- [DATASET RECORDS]:
:::::

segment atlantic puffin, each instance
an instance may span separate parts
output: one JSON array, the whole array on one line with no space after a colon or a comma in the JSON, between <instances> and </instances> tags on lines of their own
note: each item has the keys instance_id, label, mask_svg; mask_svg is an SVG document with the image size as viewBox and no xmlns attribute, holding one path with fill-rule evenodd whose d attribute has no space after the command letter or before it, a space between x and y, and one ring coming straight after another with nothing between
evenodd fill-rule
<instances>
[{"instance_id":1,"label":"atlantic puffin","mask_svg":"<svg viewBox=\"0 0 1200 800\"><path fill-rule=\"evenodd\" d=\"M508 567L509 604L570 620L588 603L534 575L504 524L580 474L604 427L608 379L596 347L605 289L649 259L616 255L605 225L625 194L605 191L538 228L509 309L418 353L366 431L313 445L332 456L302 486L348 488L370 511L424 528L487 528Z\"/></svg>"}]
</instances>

:::::

- [SET TASK]: Please update the listing above by swapping "array" for "list" everywhere it occurs, and give all its lines again with nothing else altered.

- [FINAL RESULT]:
segment atlantic puffin, each instance
an instance may span separate parts
output: one JSON list, the whole list on one line with no space after a colon or a comma in the JSON, between <instances> and </instances> tags on lines of their own
note: each item has the keys instance_id, label, mask_svg; mask_svg is an SVG document with the image size as viewBox and no xmlns attribute, holding one path with fill-rule evenodd whose d attribute has no space after the command letter or before it, a space between x and y, and one ring coming straight after another with nothing between
evenodd fill-rule
<instances>
[{"instance_id":1,"label":"atlantic puffin","mask_svg":"<svg viewBox=\"0 0 1200 800\"><path fill-rule=\"evenodd\" d=\"M508 567L509 604L570 620L588 603L534 575L504 524L580 474L604 427L608 379L596 347L605 289L649 259L616 255L605 225L625 194L605 191L538 228L509 309L418 353L366 431L313 445L332 456L302 486L348 488L370 511L424 528L487 528Z\"/></svg>"}]
</instances>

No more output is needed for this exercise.